§ **GOAL**: Could you write out every line of the entries below again, requests included, with each coordinate in the answers scaled by 0.75 and rounded to a whole number, halves rounding up? Leave the pictures out of your reply.

Image boundary annotation data
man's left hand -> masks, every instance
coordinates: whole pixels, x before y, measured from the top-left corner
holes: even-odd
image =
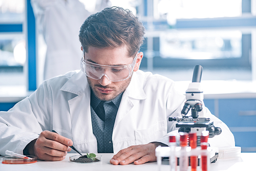
[[[126,165],[134,163],[141,164],[157,161],[155,150],[157,145],[150,143],[144,145],[133,145],[120,151],[110,160],[114,165]]]

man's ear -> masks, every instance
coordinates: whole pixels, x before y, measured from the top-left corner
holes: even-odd
[[[141,62],[141,60],[142,60],[142,58],[143,57],[143,53],[142,52],[140,52],[137,55],[137,59],[136,63],[135,63],[135,66],[134,66],[134,69],[133,71],[136,72],[139,70],[140,68],[140,63]]]

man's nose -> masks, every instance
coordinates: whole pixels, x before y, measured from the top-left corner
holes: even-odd
[[[99,79],[99,83],[103,86],[106,86],[111,84],[112,82],[110,81],[106,76],[103,75],[101,78]]]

§ **SOLUTION**:
man's left hand -> masks, every instance
coordinates: whole pixels, x before y, measured from the top-left corner
holes: even-odd
image =
[[[95,124],[101,122],[106,123],[118,121],[116,113],[118,109],[113,107],[108,109],[100,109],[90,113],[83,120],[86,124]]]

man's ear -> masks, every instance
coordinates: whole pixels, x before y, measured from the top-left corner
holes: even-odd
[[[106,47],[106,45],[107,45],[107,44],[107,43],[107,40],[107,39],[105,39],[103,41],[103,44],[102,47],[101,47],[101,50],[101,50],[101,52],[100,53],[102,54],[104,53],[105,51],[105,47]]]

man's nose -> masks, every instance
coordinates: whole pixels, x before y, measured from the top-left corner
holes: even-odd
[[[74,59],[74,62],[77,65],[80,65],[83,63],[84,62],[83,61],[80,57],[77,56],[76,59]]]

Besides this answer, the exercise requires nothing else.